— start Selection —

Tutorial: Optimisation using the SIMDRegister class

Take advantage of the processor's parallelism to perform single instruction multiple data calculations. Optimise your audio applications without introducing concurrency.

Level: Advanced

Platforms: Windows, macOS, Linux

Classes: dsp::SIMDRegister, dsp::IIR, dsp::ProcessorDuplicator, AudioDataConverters, dsp::AudioBlock, HeapBlock

Getting started

Download the demo project for this tutorial here: PIP | ZIP. Unzip the project and open the first header file in the Projucer.

If you need help with this step, see Tutorial: Projucer Part 1: Getting started with the Projucer.

The demo project

The demo project can play a loaded audio file through an IIR filter in order to be processed and altered when auditioned. The purpose of this optimisation is to see how much CPU power we can alleviate using SIMD instruction sets on the same IIR filter.

The demo project window
Note
The code presented here is broadly similar to the SIMDRegisterDemo from the DSP Demo.

— end Selection —
— start Records —

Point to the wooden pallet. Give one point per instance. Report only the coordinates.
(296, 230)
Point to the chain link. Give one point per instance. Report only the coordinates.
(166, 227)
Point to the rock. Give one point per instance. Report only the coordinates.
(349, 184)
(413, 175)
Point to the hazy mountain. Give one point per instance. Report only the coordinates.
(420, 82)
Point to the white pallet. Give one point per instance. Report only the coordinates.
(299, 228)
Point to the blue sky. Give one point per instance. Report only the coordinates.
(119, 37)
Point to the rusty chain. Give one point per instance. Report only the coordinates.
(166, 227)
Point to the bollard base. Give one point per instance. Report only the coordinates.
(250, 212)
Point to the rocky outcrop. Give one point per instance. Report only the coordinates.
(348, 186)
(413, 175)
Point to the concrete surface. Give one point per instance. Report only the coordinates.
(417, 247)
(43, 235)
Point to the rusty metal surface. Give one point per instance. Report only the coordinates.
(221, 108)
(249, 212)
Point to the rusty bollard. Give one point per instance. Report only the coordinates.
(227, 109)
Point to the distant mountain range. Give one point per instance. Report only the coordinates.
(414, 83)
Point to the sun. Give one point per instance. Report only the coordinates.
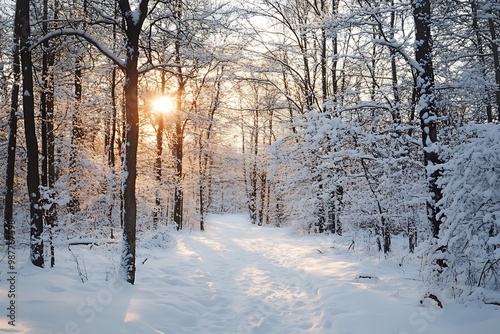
(162, 104)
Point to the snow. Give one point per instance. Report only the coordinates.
(233, 278)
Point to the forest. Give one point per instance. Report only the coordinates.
(371, 117)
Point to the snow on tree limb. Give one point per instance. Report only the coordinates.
(88, 37)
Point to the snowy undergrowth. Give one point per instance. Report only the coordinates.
(235, 278)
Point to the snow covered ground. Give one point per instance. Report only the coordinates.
(233, 278)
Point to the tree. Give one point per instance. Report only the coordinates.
(133, 21)
(427, 108)
(23, 30)
(12, 139)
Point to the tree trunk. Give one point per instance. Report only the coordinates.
(12, 141)
(179, 133)
(36, 222)
(129, 213)
(427, 107)
(496, 62)
(481, 58)
(47, 114)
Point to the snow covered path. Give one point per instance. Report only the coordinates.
(235, 278)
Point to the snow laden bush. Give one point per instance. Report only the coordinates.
(341, 174)
(467, 255)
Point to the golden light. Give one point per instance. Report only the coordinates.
(162, 104)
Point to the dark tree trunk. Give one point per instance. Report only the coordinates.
(496, 62)
(179, 133)
(36, 222)
(481, 57)
(77, 135)
(427, 107)
(178, 155)
(47, 114)
(133, 29)
(12, 140)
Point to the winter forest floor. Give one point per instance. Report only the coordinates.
(232, 278)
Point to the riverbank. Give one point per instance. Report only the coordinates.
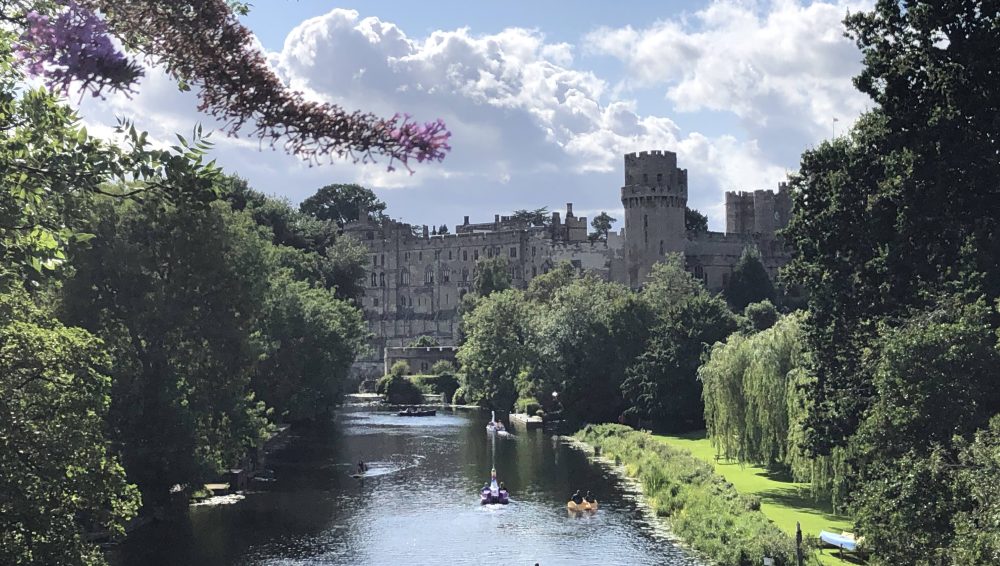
(704, 510)
(783, 502)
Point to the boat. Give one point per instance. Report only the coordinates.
(414, 413)
(845, 541)
(492, 494)
(582, 507)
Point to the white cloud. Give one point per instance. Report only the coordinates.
(782, 67)
(528, 128)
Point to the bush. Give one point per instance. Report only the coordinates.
(444, 384)
(527, 405)
(703, 508)
(399, 390)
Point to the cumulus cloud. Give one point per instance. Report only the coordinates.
(529, 129)
(782, 67)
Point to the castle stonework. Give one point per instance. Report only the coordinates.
(415, 280)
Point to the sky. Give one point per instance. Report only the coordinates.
(543, 98)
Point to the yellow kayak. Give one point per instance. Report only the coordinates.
(583, 506)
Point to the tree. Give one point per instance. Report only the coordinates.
(490, 276)
(312, 340)
(761, 316)
(342, 203)
(662, 385)
(749, 282)
(67, 42)
(695, 222)
(601, 225)
(543, 288)
(177, 294)
(423, 342)
(58, 474)
(498, 347)
(537, 217)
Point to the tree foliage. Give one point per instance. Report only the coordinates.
(749, 282)
(342, 204)
(57, 471)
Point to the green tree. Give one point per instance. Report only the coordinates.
(749, 282)
(341, 203)
(662, 385)
(537, 217)
(312, 340)
(498, 347)
(491, 275)
(543, 288)
(761, 316)
(57, 473)
(601, 225)
(423, 342)
(695, 222)
(177, 294)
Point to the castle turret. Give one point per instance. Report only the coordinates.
(654, 197)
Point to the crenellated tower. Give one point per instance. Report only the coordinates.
(654, 198)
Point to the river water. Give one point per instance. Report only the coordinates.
(419, 505)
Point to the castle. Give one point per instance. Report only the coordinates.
(416, 279)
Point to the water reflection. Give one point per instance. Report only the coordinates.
(419, 504)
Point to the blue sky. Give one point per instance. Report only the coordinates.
(544, 97)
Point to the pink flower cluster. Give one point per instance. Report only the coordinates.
(75, 46)
(423, 142)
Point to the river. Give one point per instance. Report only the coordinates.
(420, 505)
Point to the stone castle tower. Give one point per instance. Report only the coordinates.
(654, 197)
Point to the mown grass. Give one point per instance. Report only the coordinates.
(704, 510)
(783, 501)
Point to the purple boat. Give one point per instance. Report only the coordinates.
(493, 495)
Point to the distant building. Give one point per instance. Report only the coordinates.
(415, 280)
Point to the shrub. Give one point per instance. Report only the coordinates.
(703, 508)
(399, 390)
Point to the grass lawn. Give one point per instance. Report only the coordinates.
(783, 501)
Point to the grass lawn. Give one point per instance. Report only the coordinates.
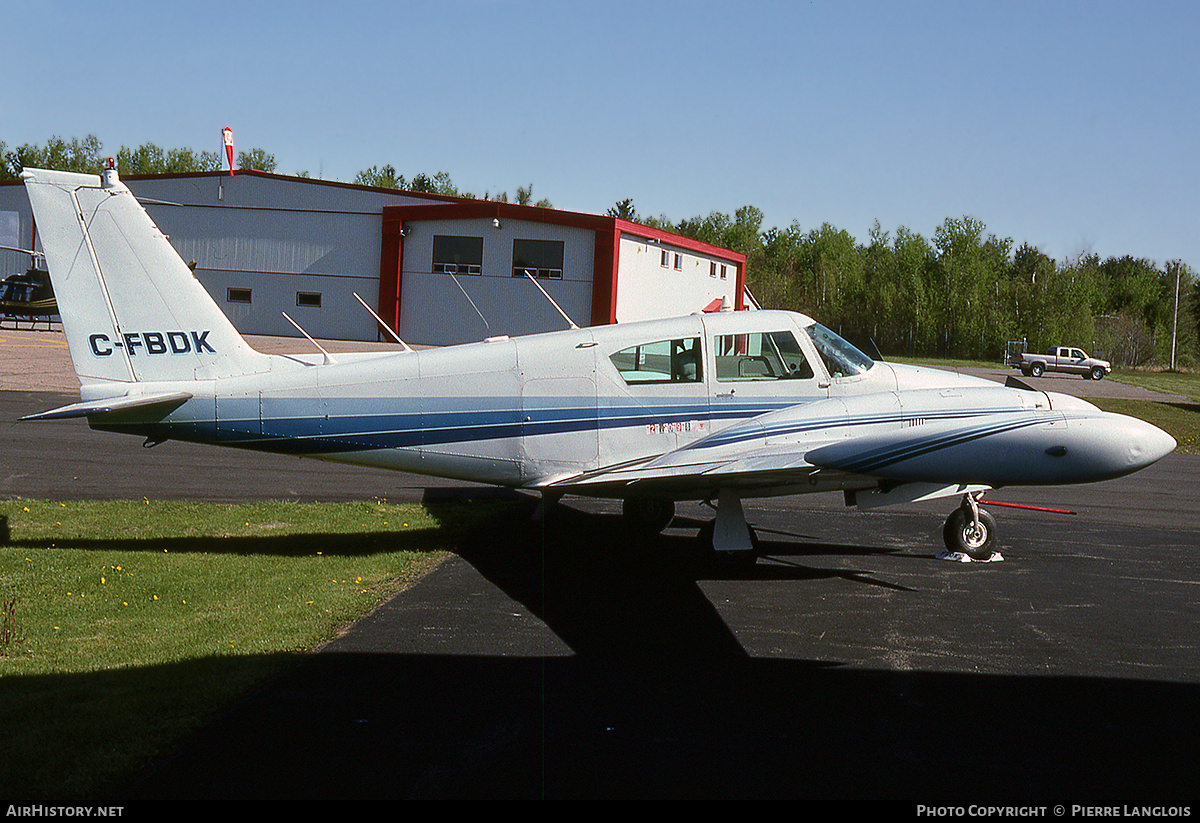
(129, 623)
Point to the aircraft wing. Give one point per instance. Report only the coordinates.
(951, 439)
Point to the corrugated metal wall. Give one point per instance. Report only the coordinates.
(435, 310)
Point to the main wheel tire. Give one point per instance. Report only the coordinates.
(647, 516)
(727, 560)
(976, 540)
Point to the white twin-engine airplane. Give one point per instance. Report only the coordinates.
(711, 407)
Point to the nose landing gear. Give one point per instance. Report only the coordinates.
(970, 529)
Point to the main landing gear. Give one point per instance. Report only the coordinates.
(970, 529)
(727, 540)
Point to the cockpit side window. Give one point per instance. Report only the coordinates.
(661, 361)
(759, 355)
(840, 358)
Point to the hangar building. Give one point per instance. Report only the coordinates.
(438, 269)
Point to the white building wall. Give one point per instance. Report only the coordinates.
(435, 310)
(647, 289)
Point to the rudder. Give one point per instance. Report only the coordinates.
(131, 308)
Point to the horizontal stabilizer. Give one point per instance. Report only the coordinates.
(125, 403)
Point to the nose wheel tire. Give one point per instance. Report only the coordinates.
(976, 539)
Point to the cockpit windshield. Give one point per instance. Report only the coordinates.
(840, 358)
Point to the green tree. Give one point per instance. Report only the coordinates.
(150, 158)
(59, 155)
(381, 178)
(624, 210)
(256, 158)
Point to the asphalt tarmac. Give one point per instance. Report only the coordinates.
(559, 659)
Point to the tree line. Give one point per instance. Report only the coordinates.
(961, 293)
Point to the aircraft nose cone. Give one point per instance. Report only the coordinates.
(1114, 445)
(1149, 444)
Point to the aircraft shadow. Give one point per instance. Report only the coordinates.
(640, 690)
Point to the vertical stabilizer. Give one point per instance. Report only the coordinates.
(131, 308)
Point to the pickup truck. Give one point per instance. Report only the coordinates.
(1062, 359)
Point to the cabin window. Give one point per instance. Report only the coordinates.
(540, 258)
(457, 256)
(661, 361)
(772, 355)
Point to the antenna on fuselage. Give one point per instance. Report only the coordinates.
(31, 252)
(534, 281)
(379, 320)
(329, 359)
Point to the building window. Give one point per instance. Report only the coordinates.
(540, 258)
(457, 256)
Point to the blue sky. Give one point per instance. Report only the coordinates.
(1067, 125)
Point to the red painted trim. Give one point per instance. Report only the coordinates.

— end Records —

→ Challenge 1: Please print the part of the SIMDRegister tutorial between "Take advantage of" and "without introducing concurrency.", inclusive.
→ Challenge 2: Proceed with the SIMDRegister tutorial from where it stops.
You can do this work without the records.

→ Exercise output 1:
Take advantage of the processor's parallelism to perform single instruction multiple data calculations. Optimise your audio applications without introducing concurrency.

→ Exercise output 2:
SIMD Instructions

SIMD stands for "Single Instruction Multiple Data" and refers to the way modern CPUs can apply a single instruction to a set of data by loading numbers into multiple registers and performing the same calculation all at once. In the world of digital signal processing, this type of parallelism is favoured over other types such as MIMD (Multiple Instruction Multiple Data) because concurrency becomes an issue on an audio level. Making sure that the audio thread is not fighting over its data with other threads is paramount and the order of instructions should be kept in the same order in most cases when processing audio.

SIMD operates on vectors of data streams instead of individual data which makes it even more suitable for audio processing as we are used to receiving blocks of data from the audio buffer. SIMD also thrives when we need to apply the same scalar operation over multiple data points which is something that is very common in DSP algorithms.

The process of optimising general code is usually done by the compiler automatically nowadays but the vectorisation of DSP algorithms is not always trivial. Compilers are not always able to understand humanly what the algorithm is trying to do in order to optimise correctly. Therefore, this task is usually performed manually and the SIMDRegister class is a handy tool to do this in JUCE.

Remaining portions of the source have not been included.